So when I think about hygge, gratitude…noticing my thanks…sort of completes it, you could say.


Here’s where I’m finding it now:

Last winter, I wrote about some funny places that felt hyggelig to me. One of those was on the light rail as it approached the stop in our old neighborhood, the bright white lights and sound of the automated female voice–whether I was on the train myself or hearing it from our backyard. There was something simultaneously soothing + sterile about that whole thing. (Lucky to have such a clean train!)

Similar to that ‘soothing + sterile’ is the hum and mist of a humidifier next to a bed. (I would feel the same way about a ‘sick tray’ with tissues, tea, and lozenges on it.) Last night, fingers crossed that Elsa’s cough would subside, I filled the humidifier before we settled in to read. (Books…a hygge staple.) When Kat said this was one of her all-time favorite childhood reads, I put it on our list:

Elsa lit up when the narrator mentioned Catalina Island–where we visited with my brother last March. Suddenly she knew exactly where this story takes place!

I’ve started leaving my binoculars on the kitchen counter so I can better see the birds out our window. In addition to cardinals, blue jays, sparrows, and titmice, we now have one adorable black-eyed junco hopping around…so light on the snow.

(That’s an Audubon photo–not mine.)

I knew I’d enjoy backyard birds of the Eastern US. But I hadn’t anticipated the backyard birds of the Eastern US in winter being quite this delightful. Fattened up…in winter plumage…on a backdrop of snow or a bare branch…I’ll drop anything and everything to pick up my binocs.


Our old house did not have a fireplace (though we always had a hunch about one particular wall…there were two chimneys, after all). So we’re all enjoying the clean-simple-gas fireplace we have now. It saw a lot of us this weekend! Linc often lays on the floor in front of it; I worked there on my Whiskey in a Teacup Shawl, and Elsa started a French macarons puzzle (because Dollar Tree doesn’t sell a horse puzzle) with 350 teeny. tiny. pieces.


Typically, I would have nothing, nada, to do with Christmas before Thanksgiving. But…in addition to vitamins and getting outside, I’m also saying Yes…(mostly)…during this darker, colder season.

And a concept called Christmas in the Village? Well. Hard to say No to that.

INPUT ROWS>
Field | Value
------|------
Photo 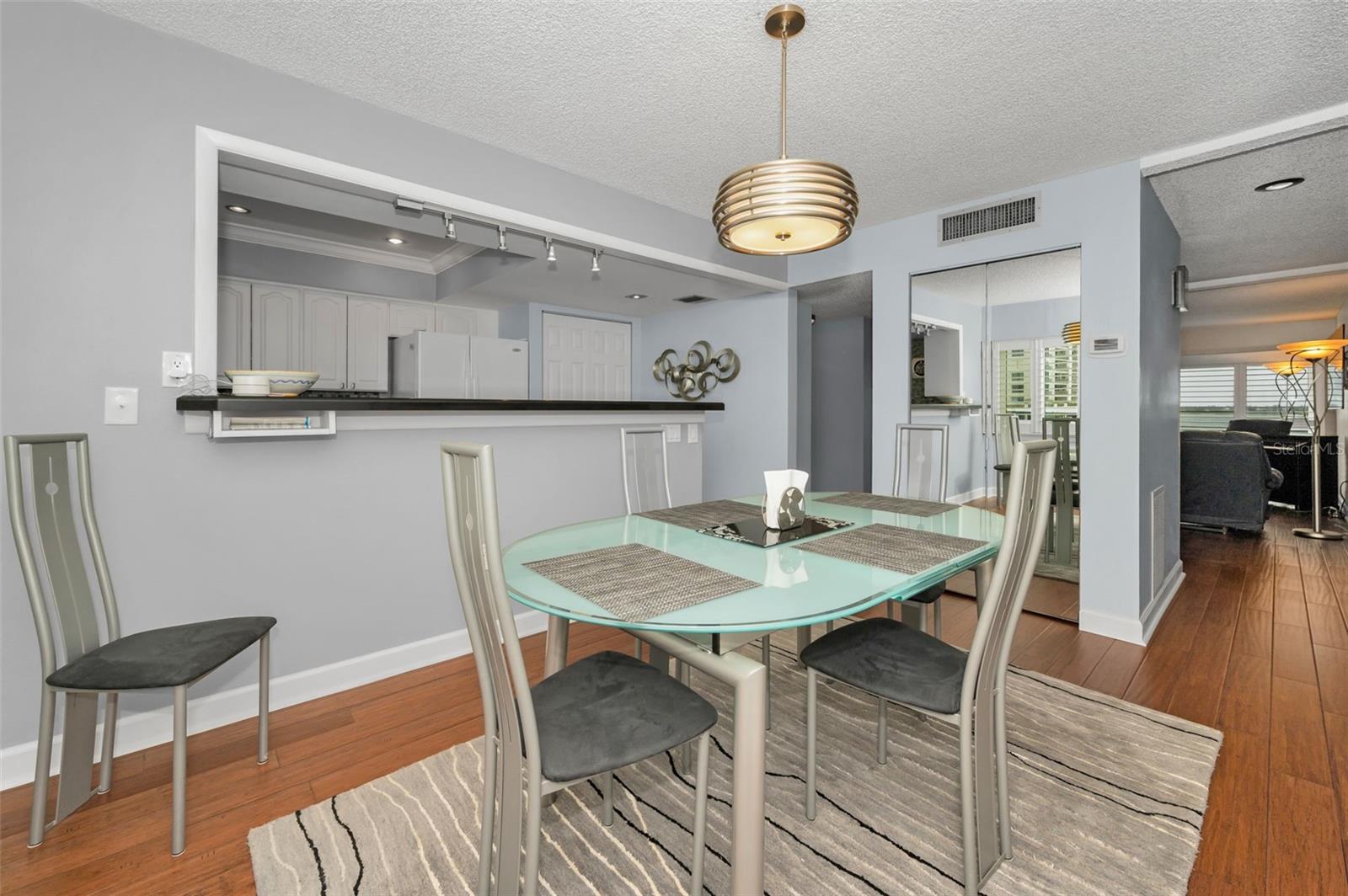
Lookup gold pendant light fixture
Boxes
[712,3,858,254]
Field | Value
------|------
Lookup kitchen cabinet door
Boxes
[216,280,252,373]
[298,290,350,391]
[249,283,308,371]
[346,296,388,392]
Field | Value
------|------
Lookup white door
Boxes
[388,301,436,335]
[346,296,388,392]
[543,312,632,402]
[216,280,252,372]
[468,335,528,399]
[298,290,350,389]
[249,283,308,371]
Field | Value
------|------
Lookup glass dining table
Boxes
[503,492,1003,893]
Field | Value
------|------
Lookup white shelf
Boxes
[206,411,337,440]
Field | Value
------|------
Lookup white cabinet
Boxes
[216,280,252,373]
[388,301,440,335]
[346,296,388,392]
[297,290,349,389]
[249,283,308,371]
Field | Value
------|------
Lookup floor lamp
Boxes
[1278,339,1348,541]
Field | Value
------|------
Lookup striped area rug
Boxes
[248,638,1222,896]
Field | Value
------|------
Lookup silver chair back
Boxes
[894,423,950,501]
[440,442,542,892]
[618,426,674,514]
[4,433,121,679]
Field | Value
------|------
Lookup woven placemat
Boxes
[797,523,987,575]
[814,492,959,516]
[524,541,757,622]
[638,500,762,530]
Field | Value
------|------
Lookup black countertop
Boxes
[178,395,725,413]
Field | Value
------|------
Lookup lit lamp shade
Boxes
[712,159,858,254]
[1278,339,1348,361]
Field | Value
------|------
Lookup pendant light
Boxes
[712,3,858,254]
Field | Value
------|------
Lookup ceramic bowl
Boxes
[225,371,318,397]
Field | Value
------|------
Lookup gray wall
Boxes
[632,292,797,499]
[810,317,871,492]
[1137,180,1180,611]
[218,240,436,301]
[0,3,738,745]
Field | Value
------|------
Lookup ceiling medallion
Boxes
[712,3,858,254]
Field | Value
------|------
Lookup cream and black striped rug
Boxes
[248,638,1222,896]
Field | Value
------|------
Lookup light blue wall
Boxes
[789,162,1150,638]
[634,292,797,500]
[218,240,436,301]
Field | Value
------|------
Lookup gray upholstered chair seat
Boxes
[532,651,716,781]
[800,618,968,712]
[903,582,945,604]
[47,616,276,691]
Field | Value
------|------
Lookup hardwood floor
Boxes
[0,509,1348,896]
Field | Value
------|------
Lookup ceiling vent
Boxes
[939,194,1040,245]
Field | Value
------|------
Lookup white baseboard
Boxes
[0,611,548,790]
[1077,561,1184,644]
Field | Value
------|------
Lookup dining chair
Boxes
[885,423,950,637]
[992,413,1020,507]
[4,433,276,856]
[800,440,1058,893]
[441,442,717,896]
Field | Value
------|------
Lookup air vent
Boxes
[941,195,1040,244]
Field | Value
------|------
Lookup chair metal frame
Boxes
[440,442,710,896]
[4,433,271,856]
[805,440,1058,894]
[890,423,950,637]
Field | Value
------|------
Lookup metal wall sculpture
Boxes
[651,339,740,402]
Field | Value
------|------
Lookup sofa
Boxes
[1180,429,1282,532]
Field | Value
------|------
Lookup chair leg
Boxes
[99,691,117,793]
[875,696,890,765]
[762,635,773,730]
[258,632,271,765]
[29,685,56,846]
[805,669,820,822]
[173,685,187,856]
[689,729,712,896]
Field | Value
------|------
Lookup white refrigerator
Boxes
[389,330,528,399]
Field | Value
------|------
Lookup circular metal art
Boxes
[651,339,740,402]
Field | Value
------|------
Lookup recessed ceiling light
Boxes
[1255,178,1306,193]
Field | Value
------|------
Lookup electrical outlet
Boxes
[162,352,191,389]
[103,386,140,426]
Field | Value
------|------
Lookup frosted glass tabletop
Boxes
[504,492,1003,633]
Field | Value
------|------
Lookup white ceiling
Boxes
[1151,126,1348,280]
[90,0,1348,230]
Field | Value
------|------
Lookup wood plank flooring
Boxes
[0,506,1348,896]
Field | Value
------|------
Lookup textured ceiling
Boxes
[90,0,1348,230]
[1151,126,1348,280]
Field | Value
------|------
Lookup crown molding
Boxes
[220,221,481,275]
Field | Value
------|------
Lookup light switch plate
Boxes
[103,386,140,426]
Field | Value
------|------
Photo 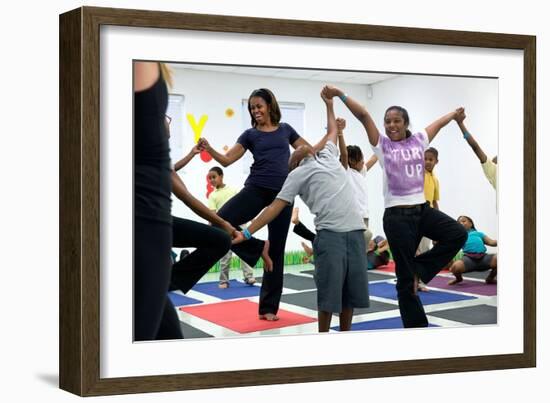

GIVEN INSTRUCTION 1>
In the post about hygge, what puzzle did Elsa start in front of the fireplace?
GIVEN INSTRUCTION 2>
Pick out every line in the rows above that contains the string "door". Case counts.

REPLY 1>
A French macarons puzzle with 350 tiny pieces.

REPLY 2>
Lookup kitchen cabinet door
Lookup white door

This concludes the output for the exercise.